◆ EXERCISE DESCRIPTION ◆
For each line of the data below that contains "truck", return that line.

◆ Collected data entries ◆
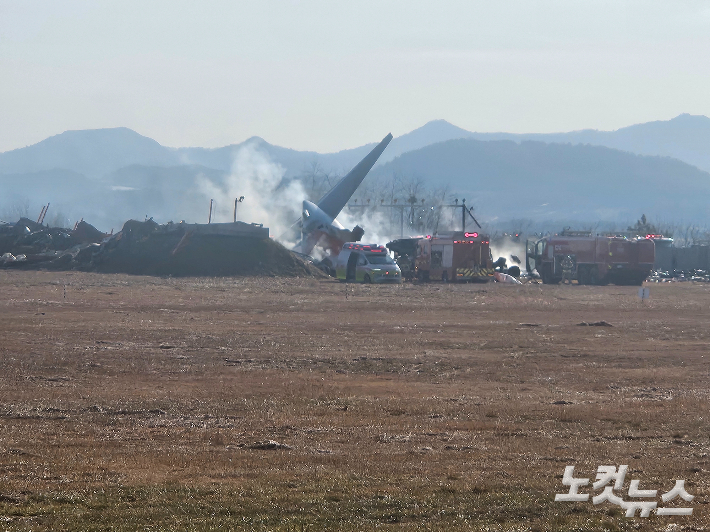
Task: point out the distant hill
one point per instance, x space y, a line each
505 179
685 137
91 152
108 175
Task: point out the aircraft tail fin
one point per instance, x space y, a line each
334 201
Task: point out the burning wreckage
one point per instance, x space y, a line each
181 249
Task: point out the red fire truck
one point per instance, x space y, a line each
591 259
455 256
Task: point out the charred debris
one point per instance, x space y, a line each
148 248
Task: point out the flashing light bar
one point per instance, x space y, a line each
364 247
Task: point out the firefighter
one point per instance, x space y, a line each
567 265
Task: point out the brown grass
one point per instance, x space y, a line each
135 402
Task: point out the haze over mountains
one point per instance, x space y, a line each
658 168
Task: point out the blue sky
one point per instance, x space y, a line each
325 75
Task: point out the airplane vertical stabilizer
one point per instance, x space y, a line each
334 201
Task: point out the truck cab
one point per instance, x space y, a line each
366 263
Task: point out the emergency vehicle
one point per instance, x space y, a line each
455 256
366 263
591 259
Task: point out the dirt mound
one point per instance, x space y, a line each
146 248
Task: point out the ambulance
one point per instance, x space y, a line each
366 263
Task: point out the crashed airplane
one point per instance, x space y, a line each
318 225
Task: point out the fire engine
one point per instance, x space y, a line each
590 259
456 256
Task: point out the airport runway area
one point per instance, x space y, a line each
132 402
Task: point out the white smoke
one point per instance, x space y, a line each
507 247
375 223
267 198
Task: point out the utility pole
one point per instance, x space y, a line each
236 201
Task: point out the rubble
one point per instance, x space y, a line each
147 248
665 276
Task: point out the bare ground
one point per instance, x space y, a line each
268 404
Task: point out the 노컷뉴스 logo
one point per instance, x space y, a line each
609 479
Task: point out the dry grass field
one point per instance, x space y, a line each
137 403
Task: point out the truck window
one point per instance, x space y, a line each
381 258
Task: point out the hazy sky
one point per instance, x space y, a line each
328 75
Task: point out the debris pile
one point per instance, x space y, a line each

◆ RESPONSE ◆
Task: point out the red fire truck
Task: point out the truck cab
Task: point out the truck window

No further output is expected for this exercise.